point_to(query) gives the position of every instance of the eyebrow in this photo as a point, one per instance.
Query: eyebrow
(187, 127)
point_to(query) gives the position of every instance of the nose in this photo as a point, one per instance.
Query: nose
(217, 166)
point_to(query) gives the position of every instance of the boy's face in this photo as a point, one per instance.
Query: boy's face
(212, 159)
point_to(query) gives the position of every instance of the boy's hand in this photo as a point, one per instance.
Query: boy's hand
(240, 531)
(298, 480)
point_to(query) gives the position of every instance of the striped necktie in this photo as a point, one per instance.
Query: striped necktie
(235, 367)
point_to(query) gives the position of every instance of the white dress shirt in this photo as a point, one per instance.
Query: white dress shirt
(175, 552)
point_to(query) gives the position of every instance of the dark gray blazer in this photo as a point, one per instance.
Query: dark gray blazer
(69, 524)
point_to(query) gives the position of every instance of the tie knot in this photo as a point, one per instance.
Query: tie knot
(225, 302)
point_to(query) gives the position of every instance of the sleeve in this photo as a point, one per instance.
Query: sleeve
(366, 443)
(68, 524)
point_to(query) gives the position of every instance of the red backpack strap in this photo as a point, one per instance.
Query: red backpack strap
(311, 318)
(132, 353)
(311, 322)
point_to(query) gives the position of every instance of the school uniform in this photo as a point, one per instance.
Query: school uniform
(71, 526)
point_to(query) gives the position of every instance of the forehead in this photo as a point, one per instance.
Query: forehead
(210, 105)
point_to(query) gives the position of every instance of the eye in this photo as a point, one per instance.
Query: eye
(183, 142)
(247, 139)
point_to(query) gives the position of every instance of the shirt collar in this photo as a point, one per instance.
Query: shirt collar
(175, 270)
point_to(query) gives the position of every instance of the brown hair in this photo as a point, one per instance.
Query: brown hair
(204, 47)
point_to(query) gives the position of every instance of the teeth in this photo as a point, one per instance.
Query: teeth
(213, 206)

-------

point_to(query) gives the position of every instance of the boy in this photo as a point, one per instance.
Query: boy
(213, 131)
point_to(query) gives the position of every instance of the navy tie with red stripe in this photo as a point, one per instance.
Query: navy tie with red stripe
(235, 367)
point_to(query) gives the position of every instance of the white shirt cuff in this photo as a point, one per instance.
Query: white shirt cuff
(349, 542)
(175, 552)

-------

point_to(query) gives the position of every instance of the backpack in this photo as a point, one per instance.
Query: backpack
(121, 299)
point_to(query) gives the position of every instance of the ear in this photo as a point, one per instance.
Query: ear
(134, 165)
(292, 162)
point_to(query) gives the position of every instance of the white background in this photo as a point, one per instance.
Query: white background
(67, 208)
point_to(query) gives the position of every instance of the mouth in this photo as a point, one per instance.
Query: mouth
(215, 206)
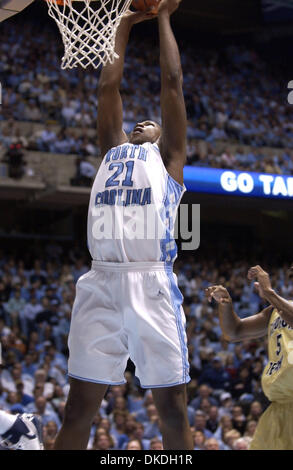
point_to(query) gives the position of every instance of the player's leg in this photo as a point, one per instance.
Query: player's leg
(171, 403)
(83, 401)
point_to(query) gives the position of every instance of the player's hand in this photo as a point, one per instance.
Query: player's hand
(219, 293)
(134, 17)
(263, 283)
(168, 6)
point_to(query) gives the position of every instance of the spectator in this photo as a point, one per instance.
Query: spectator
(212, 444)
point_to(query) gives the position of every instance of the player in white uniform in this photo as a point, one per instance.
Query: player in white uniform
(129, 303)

-------

— Written exercise —
Select each line of the listing above that contains the string "nose". Matching is case-sensitive.

— Finished exercise —
point_to(query) gives the position of every instance of the nose in this photo as a point, one per instance.
Query: nose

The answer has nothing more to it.